**WORK TO BE COMPLETED**
Examine the records below. Report how many of their lines contain the word "background", with no other content.

Saved entries
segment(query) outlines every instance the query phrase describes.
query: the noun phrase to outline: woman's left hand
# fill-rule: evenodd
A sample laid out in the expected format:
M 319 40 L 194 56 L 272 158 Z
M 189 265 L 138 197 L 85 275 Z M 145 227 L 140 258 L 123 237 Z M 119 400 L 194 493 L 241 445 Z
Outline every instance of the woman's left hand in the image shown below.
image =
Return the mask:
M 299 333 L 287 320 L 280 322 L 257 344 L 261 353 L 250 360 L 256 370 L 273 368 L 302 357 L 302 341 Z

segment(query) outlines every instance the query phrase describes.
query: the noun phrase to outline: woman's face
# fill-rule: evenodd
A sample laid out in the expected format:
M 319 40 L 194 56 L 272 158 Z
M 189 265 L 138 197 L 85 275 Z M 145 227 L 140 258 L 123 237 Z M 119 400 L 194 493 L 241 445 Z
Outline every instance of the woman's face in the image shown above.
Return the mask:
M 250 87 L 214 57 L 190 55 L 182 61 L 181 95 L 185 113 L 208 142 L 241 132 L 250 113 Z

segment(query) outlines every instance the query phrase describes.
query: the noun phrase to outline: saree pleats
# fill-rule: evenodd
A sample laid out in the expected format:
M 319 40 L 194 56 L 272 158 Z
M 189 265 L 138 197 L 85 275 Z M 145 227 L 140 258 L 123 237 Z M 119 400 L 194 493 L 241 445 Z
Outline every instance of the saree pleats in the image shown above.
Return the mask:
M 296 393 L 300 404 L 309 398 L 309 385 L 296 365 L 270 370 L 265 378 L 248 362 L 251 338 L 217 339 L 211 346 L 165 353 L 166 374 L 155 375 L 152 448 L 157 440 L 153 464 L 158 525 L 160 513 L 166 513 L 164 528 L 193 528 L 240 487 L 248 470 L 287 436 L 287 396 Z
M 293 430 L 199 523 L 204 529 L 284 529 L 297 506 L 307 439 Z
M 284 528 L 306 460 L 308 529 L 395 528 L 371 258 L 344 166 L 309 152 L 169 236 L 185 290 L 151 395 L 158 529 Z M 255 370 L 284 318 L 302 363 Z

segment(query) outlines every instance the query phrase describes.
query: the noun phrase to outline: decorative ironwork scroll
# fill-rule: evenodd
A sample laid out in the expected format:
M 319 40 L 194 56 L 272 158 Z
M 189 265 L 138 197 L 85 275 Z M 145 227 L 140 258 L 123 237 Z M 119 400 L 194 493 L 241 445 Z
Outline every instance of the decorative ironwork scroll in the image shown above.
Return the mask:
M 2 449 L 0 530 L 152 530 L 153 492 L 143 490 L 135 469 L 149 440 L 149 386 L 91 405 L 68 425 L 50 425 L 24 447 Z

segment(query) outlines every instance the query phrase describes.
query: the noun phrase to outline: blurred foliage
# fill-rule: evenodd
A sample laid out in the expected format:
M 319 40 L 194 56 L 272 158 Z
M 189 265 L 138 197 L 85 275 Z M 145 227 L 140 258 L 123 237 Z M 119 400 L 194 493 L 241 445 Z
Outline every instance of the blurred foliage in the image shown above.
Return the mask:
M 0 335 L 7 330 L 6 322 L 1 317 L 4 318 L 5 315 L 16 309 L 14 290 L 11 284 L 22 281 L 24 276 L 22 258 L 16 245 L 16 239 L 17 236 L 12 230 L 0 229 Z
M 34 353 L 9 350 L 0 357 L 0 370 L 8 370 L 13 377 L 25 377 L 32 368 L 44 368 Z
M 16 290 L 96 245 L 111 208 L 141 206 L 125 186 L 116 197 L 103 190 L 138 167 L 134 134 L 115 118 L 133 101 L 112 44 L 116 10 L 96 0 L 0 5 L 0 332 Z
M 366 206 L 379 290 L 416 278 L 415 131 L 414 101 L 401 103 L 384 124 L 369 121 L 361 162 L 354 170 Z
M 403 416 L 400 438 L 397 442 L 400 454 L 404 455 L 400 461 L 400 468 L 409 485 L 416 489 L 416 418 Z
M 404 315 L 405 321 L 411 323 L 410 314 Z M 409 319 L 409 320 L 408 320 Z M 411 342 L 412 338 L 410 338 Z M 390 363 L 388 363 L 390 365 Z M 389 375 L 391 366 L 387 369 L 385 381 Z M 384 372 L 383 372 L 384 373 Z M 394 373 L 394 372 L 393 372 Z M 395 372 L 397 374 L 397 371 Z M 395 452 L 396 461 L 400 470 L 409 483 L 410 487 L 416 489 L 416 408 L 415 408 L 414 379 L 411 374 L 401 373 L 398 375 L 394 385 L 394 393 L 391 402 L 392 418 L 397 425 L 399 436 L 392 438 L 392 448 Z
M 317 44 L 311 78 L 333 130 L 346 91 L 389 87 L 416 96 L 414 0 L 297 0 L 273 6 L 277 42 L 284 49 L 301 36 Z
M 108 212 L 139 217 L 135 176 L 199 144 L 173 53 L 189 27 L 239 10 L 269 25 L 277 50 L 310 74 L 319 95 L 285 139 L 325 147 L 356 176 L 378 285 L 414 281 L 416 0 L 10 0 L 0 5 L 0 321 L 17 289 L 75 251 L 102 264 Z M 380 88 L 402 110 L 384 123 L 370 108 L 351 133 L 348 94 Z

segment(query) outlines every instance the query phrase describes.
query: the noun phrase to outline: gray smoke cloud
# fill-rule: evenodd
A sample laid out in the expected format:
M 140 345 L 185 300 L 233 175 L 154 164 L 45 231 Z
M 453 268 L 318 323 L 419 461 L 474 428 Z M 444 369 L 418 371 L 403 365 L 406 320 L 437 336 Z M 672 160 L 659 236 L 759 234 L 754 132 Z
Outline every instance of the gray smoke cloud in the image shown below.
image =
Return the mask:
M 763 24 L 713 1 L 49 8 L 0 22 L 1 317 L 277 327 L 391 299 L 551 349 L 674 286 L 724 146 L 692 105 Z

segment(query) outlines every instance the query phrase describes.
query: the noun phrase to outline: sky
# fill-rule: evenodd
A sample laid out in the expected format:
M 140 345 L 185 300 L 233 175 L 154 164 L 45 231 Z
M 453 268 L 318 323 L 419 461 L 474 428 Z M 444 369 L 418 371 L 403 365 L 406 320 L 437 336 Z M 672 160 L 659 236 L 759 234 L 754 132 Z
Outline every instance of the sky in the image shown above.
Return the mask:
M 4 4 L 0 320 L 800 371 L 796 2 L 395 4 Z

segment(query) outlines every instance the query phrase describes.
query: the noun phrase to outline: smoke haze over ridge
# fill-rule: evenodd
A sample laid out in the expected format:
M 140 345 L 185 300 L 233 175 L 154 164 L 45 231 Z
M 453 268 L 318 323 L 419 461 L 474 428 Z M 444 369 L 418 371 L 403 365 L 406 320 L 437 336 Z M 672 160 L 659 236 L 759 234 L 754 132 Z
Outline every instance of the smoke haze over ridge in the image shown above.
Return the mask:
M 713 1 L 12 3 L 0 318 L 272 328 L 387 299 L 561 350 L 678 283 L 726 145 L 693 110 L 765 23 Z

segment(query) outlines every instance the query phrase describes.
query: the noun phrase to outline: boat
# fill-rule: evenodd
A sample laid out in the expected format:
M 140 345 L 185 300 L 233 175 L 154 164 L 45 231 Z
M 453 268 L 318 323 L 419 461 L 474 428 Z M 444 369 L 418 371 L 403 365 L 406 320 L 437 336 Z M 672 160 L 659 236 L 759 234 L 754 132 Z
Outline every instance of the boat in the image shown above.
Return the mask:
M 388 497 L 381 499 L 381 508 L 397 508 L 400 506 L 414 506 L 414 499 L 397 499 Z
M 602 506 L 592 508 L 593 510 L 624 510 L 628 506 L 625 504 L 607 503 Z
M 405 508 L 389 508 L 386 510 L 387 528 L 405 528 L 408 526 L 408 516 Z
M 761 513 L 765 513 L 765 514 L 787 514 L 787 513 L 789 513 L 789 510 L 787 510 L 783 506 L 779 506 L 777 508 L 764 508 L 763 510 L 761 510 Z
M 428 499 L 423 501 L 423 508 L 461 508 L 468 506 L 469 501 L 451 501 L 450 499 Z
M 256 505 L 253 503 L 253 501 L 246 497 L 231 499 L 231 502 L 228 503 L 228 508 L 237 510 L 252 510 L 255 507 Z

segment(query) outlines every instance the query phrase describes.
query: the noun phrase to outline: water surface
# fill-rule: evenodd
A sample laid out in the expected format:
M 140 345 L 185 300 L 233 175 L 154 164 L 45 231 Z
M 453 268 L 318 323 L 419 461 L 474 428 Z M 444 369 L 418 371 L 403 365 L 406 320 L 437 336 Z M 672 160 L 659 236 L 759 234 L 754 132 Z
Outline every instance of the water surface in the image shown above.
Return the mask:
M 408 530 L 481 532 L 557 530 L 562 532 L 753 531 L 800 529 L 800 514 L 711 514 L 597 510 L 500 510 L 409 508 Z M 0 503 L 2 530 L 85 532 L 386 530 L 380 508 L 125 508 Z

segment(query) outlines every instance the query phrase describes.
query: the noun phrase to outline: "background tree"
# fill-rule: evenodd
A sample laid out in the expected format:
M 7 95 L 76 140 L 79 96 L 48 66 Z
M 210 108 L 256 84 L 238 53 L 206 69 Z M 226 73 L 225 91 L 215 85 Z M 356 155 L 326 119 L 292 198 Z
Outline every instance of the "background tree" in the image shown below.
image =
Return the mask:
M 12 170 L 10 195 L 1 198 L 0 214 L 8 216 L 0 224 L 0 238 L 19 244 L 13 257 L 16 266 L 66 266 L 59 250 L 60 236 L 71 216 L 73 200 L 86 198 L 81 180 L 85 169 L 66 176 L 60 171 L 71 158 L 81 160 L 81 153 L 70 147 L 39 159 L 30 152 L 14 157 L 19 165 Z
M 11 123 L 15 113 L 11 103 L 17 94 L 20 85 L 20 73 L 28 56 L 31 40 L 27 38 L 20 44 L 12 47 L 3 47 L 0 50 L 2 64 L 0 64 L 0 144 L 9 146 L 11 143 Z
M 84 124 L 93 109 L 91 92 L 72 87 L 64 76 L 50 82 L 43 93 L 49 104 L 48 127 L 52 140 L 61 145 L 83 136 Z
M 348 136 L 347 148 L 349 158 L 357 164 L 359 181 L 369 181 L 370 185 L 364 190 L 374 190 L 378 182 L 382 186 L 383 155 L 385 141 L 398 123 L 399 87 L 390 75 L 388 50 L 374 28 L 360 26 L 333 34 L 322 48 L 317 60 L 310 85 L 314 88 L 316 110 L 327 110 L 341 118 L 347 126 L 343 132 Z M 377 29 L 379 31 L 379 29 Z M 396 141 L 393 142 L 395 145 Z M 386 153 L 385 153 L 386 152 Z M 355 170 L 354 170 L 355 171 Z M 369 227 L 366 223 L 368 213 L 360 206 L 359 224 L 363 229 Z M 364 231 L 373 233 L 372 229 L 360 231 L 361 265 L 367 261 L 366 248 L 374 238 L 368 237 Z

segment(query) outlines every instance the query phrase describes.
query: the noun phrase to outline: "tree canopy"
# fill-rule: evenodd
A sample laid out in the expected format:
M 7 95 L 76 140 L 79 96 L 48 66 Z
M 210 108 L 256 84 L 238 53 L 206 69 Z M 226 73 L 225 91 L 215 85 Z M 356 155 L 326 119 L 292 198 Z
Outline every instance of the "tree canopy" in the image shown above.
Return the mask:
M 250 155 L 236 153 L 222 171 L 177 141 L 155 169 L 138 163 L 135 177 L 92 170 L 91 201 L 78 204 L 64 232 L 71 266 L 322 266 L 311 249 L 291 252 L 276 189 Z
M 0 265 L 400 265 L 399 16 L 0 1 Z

**THE COMPLETED TASK**
2